> **Action item**: Look over the entries below. Report how many lines hold the word "cream", and only that.

> **Data for processing**:
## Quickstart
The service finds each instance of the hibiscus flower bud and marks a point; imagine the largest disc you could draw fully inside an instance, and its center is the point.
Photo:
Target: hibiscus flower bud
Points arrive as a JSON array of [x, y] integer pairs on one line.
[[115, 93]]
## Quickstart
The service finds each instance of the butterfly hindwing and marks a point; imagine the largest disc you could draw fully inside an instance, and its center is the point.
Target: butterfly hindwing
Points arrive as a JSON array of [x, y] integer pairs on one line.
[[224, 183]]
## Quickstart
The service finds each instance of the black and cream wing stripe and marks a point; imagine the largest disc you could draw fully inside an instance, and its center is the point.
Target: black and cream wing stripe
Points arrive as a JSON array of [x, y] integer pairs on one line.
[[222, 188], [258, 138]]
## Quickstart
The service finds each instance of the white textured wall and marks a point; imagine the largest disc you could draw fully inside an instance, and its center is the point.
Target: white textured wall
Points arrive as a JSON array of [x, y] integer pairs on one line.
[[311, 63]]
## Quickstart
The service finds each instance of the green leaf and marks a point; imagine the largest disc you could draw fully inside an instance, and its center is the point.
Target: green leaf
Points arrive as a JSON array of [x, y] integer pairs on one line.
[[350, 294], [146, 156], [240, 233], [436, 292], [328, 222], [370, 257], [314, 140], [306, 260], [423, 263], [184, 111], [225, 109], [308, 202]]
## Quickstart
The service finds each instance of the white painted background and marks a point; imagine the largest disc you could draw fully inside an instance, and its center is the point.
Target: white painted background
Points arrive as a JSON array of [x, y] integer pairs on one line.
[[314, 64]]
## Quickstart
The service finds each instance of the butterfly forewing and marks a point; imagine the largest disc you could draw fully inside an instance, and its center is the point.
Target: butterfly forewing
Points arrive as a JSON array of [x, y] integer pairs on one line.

> **Answer section**: 2